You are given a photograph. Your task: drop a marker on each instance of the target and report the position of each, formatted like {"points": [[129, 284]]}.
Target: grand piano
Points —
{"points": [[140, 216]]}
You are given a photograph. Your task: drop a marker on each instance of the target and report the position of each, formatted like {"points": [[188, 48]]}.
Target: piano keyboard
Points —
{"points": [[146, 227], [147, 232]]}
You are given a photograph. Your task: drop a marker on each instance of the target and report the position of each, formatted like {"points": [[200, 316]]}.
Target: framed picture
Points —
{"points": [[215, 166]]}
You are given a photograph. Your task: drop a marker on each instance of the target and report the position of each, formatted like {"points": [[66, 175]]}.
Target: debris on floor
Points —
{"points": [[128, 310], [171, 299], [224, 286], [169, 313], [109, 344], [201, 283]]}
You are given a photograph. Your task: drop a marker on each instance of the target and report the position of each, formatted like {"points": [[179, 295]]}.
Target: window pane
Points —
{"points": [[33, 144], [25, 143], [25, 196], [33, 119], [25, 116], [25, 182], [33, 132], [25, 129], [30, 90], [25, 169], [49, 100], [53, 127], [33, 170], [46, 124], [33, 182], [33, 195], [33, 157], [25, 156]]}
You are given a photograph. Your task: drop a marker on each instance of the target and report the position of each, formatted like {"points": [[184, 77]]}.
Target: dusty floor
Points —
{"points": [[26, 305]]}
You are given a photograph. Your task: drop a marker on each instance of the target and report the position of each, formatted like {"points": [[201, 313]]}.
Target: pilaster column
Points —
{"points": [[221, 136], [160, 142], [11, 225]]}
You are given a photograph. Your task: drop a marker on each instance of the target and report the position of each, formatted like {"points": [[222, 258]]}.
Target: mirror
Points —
◆ ◆ ◆
◆ **Work order**
Keep every word as given and return the full listing.

◆ **Solved problem**
You are given a photograph. Your task: drop a marker on each instance of the target and report the position of each, formatted like {"points": [[129, 284]]}.
Target: grand piano
Points —
{"points": [[140, 216]]}
You are given a photograph. Your task: drop a marker on each instance of the target and report the position of each, formatted like {"points": [[188, 48]]}.
Target: piano keyboard
Points —
{"points": [[146, 227], [147, 232]]}
You are given a photograph. Your task: drop a marker on each instance of the target and report the position of each, formatted like {"points": [[200, 316]]}.
Target: framed picture
Points —
{"points": [[215, 166]]}
You are given a photograph. Your task: drop a marker on each instance of the target and report the position of each, formatted like {"points": [[66, 175]]}.
Target: debris on floor
Points —
{"points": [[128, 310], [171, 299], [224, 286], [169, 313], [109, 344], [201, 283]]}
You are given a photograph. Your task: drop a marker on each instance of the target and report the position of each, formatted like {"points": [[179, 295]]}.
Target: window pane
Points —
{"points": [[33, 144], [25, 143], [25, 196], [33, 119], [25, 116], [25, 182], [33, 132], [25, 129], [30, 90], [25, 169], [49, 100], [53, 127], [33, 170], [46, 124], [33, 182], [33, 195], [33, 157], [25, 156]]}
You are given a photograph. Your task: drop a marker on each instance of the target and report the position of each, formatted like {"points": [[184, 77]]}.
Target: dusty floor
Points —
{"points": [[26, 305]]}
You are given a photograph. Your task: drop a marker on each instance of the target and report the position of each, formatted like {"points": [[201, 313]]}.
Target: pilaster column
Points —
{"points": [[221, 136], [160, 142], [11, 225]]}
You are given a photograph. Your task: drop a marker on each instance of the target and report the position of each, formatted like {"points": [[222, 258]]}.
Target: mirror
Points —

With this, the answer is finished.